↓↓↓

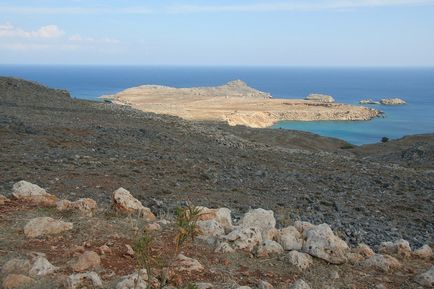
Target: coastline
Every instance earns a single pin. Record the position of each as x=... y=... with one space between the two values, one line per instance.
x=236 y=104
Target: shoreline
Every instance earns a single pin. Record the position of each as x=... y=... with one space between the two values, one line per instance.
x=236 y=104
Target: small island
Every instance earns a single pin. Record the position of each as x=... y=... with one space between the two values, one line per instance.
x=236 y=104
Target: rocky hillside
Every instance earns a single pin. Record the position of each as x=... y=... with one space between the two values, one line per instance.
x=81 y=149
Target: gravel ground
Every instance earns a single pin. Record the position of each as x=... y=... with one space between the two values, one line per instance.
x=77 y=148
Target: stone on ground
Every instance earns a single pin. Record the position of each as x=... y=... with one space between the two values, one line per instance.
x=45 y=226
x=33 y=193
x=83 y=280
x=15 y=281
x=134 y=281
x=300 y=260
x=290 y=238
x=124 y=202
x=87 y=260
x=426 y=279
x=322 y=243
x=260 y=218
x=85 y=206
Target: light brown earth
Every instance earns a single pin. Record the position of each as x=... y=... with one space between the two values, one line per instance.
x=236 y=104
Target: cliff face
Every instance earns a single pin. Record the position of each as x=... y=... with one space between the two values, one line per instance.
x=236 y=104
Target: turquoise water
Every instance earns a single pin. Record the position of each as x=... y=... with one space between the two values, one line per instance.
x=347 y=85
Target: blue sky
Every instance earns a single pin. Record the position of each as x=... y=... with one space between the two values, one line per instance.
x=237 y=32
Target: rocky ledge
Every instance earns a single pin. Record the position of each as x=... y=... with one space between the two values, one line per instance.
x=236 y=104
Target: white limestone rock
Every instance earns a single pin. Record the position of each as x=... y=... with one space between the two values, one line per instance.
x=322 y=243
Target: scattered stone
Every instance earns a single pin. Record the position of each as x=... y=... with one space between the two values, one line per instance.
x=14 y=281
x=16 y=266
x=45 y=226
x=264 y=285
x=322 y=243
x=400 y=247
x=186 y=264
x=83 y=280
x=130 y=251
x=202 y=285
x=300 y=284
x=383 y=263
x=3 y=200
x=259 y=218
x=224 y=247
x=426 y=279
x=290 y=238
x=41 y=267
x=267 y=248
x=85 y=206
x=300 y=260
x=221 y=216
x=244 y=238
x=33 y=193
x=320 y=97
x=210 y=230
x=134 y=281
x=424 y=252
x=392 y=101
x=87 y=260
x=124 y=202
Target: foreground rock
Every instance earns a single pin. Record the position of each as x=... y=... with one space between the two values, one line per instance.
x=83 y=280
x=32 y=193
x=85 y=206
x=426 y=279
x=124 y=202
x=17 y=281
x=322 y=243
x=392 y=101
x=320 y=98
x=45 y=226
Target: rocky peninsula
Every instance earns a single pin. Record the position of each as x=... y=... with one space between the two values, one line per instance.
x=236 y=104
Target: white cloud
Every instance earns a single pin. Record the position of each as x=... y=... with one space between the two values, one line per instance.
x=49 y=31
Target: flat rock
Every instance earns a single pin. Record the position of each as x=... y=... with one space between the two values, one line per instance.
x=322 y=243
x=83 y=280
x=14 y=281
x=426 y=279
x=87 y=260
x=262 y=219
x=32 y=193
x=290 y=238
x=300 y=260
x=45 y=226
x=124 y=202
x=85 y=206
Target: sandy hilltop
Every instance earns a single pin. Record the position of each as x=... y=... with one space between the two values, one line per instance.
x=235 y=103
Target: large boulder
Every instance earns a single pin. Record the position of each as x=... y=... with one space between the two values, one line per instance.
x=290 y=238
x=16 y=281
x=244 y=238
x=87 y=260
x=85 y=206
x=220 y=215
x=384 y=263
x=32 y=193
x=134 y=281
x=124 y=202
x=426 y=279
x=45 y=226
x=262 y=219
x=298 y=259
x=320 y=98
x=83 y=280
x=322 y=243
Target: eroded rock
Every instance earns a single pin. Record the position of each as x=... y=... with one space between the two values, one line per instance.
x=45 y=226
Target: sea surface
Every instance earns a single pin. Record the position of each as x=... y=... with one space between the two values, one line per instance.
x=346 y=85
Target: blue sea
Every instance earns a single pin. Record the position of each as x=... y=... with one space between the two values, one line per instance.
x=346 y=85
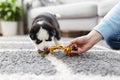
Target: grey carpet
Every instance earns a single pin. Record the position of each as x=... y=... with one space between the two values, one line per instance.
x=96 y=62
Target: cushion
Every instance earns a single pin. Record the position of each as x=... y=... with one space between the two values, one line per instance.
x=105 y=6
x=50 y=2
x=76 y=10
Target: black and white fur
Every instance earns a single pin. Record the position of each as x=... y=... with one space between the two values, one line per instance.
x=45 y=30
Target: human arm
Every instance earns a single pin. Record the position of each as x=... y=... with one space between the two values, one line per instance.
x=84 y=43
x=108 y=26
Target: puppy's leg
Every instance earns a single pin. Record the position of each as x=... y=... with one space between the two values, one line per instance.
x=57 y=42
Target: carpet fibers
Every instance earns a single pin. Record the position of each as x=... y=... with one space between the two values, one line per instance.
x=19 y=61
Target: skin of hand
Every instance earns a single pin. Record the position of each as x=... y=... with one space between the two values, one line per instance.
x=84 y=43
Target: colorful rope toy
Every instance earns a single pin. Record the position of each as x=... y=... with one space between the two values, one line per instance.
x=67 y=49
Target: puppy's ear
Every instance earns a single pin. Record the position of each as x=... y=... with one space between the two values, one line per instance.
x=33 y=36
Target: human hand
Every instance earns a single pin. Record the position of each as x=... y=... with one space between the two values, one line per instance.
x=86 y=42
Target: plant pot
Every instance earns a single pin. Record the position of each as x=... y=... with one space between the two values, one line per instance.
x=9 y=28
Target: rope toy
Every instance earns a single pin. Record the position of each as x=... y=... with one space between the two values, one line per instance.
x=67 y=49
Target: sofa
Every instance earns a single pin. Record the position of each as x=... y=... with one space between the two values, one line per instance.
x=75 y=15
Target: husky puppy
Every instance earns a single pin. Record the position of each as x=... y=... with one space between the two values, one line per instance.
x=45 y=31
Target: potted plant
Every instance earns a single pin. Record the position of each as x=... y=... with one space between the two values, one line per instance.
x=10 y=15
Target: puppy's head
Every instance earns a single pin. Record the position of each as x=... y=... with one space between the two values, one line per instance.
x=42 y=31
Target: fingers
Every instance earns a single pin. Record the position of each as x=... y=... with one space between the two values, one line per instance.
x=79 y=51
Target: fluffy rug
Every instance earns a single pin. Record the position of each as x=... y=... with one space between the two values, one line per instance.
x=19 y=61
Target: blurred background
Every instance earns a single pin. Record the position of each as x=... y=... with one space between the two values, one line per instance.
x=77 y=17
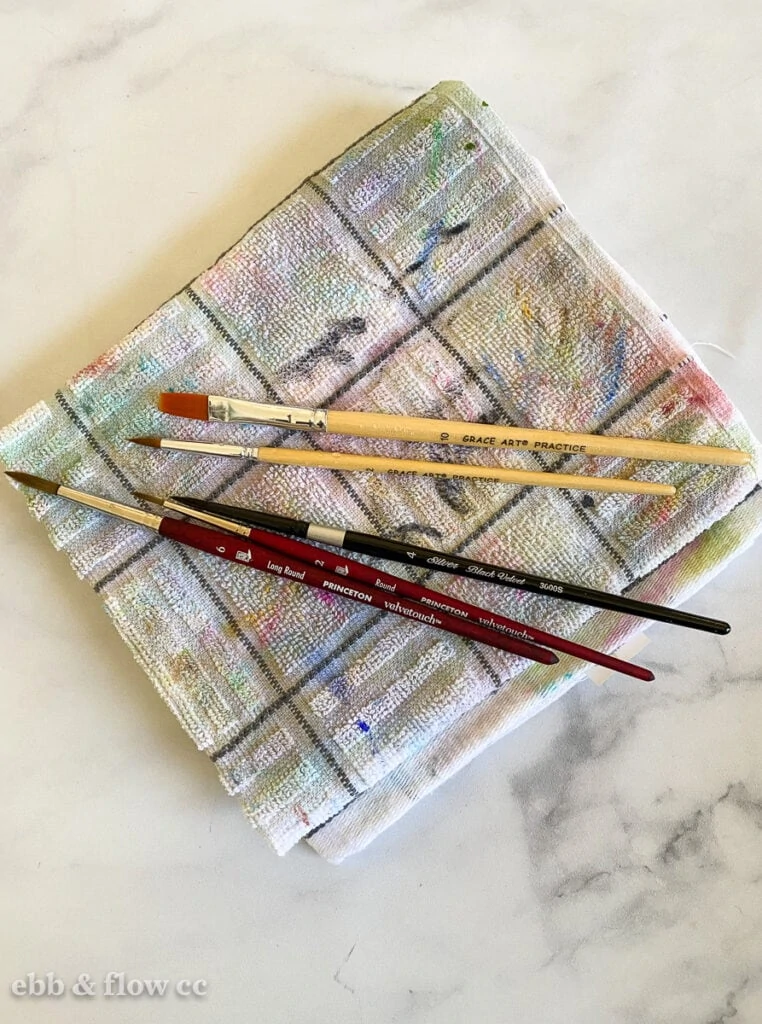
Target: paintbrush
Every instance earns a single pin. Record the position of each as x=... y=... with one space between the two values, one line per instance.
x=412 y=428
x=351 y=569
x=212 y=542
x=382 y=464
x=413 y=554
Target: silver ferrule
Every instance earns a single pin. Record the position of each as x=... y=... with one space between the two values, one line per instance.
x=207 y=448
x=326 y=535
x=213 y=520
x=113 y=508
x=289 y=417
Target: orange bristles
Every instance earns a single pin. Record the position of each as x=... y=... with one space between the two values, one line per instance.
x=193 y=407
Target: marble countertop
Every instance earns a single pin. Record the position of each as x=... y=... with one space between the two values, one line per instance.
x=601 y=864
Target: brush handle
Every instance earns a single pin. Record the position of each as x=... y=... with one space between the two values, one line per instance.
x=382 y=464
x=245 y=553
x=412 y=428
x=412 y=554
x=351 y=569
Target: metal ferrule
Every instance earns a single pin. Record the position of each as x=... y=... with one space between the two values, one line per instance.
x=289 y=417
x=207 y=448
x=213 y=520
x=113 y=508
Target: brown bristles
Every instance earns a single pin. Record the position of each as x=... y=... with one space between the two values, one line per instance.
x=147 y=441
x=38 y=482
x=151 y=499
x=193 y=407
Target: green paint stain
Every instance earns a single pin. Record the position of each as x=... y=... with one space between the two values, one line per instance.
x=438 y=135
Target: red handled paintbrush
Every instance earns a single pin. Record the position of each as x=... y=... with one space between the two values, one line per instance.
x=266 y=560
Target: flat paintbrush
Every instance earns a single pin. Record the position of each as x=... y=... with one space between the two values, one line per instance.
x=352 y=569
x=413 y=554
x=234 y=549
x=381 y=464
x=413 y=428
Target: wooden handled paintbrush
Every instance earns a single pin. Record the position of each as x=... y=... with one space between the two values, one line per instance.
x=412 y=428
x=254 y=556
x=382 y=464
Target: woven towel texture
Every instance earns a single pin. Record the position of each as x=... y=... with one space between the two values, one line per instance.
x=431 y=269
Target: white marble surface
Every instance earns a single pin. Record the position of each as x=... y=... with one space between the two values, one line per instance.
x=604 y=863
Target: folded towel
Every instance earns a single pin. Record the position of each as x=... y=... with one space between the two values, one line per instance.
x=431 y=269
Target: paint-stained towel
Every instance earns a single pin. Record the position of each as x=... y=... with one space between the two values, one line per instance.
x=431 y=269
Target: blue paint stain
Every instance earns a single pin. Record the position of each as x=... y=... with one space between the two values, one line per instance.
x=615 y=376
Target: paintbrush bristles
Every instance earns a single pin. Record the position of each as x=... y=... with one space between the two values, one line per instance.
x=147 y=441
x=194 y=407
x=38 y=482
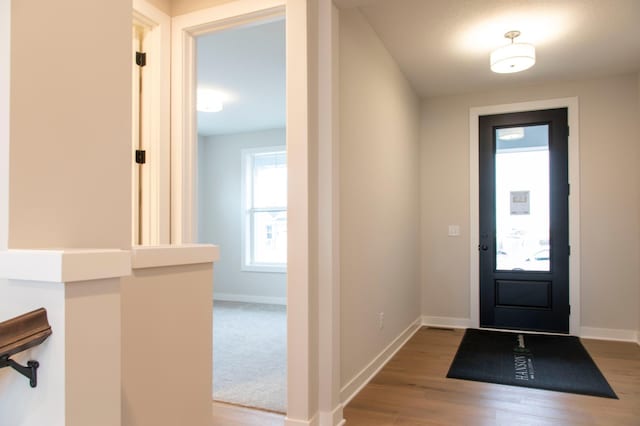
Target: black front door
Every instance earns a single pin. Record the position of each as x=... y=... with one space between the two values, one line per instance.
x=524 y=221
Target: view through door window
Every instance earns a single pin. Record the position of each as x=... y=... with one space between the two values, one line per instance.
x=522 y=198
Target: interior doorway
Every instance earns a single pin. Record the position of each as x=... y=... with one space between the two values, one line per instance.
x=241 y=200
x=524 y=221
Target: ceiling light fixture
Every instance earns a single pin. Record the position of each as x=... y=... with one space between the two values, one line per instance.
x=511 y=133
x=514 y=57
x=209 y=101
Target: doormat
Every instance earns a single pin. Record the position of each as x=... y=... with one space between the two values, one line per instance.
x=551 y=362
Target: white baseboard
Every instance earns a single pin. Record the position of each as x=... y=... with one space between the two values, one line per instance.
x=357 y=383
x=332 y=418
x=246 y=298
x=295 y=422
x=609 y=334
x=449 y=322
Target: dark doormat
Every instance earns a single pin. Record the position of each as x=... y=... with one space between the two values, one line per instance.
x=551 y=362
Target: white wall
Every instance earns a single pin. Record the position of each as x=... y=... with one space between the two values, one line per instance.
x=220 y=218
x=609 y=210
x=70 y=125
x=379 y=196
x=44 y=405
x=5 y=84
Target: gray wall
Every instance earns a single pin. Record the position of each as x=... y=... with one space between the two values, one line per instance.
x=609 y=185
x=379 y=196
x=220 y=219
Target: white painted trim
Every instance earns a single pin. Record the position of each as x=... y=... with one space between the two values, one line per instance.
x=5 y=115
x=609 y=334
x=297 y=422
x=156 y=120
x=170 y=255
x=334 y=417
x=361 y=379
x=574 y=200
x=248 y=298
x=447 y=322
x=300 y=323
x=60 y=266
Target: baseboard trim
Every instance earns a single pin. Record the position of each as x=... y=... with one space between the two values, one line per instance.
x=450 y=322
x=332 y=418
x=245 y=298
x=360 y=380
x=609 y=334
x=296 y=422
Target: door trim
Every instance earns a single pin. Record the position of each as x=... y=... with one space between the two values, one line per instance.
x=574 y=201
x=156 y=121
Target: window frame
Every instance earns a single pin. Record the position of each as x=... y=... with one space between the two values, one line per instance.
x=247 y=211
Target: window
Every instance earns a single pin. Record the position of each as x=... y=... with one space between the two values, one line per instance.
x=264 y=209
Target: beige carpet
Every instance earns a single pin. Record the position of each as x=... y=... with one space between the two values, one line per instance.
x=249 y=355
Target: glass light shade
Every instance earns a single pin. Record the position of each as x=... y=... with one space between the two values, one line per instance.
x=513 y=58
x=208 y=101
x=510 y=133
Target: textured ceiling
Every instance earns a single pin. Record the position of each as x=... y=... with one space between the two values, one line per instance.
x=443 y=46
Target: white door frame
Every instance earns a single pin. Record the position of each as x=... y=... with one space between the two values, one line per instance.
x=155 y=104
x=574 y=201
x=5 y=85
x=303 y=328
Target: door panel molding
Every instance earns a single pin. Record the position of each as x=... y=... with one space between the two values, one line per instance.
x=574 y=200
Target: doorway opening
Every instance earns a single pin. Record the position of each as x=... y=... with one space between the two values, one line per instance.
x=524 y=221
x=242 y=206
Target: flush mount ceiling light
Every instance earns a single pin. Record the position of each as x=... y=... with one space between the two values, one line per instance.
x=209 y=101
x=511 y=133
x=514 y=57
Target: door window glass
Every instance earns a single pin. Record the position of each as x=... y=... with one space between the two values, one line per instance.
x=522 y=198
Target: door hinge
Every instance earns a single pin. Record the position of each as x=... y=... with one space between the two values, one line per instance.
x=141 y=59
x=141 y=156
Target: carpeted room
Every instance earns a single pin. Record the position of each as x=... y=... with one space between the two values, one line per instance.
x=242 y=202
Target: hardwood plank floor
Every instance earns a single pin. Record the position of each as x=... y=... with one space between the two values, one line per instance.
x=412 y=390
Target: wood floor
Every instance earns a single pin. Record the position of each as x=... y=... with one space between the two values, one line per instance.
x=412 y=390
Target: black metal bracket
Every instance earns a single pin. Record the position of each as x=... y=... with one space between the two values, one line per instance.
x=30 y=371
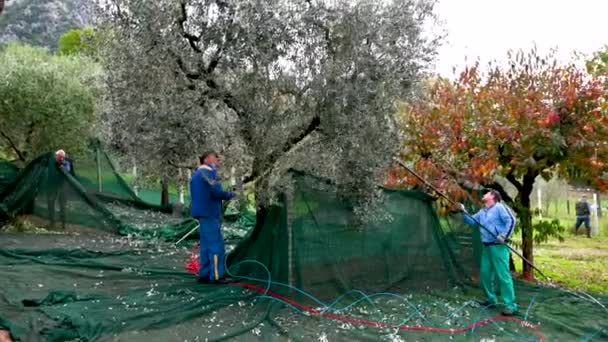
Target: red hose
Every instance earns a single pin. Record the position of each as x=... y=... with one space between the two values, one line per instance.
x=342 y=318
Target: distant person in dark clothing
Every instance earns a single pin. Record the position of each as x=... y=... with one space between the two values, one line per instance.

↑↑↑

◆ Activity: Take the line that holds "Target: red hose" as the first line and the last line of the data as the final one. Retype everything between, both included, exactly.

◆ Task answer:
Target: red hose
Every instance earns a single pin. Record the position of each as x=... y=... with one space between the two values, one line per instance.
x=342 y=318
Target: distant person in dark clothing
Every instance earns a single pin. Record the position of each as x=... y=... with one space between the two values, one line per instance.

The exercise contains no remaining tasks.